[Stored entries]
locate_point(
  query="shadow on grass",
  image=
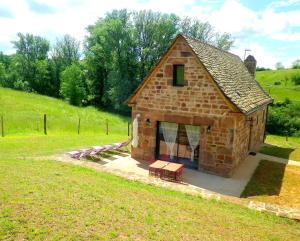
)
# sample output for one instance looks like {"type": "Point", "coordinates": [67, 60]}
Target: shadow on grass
{"type": "Point", "coordinates": [277, 151]}
{"type": "Point", "coordinates": [266, 180]}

To be done → Rewrite all the entries above, swapping every "shadow" for "shade" and changing nothing else. Leave the pictures out.

Worked solution →
locate_point(
  query="shade on grass",
  image=
)
# sample output for one instance looks like {"type": "Point", "coordinates": [67, 60]}
Target: shade on grass
{"type": "Point", "coordinates": [277, 151]}
{"type": "Point", "coordinates": [266, 180]}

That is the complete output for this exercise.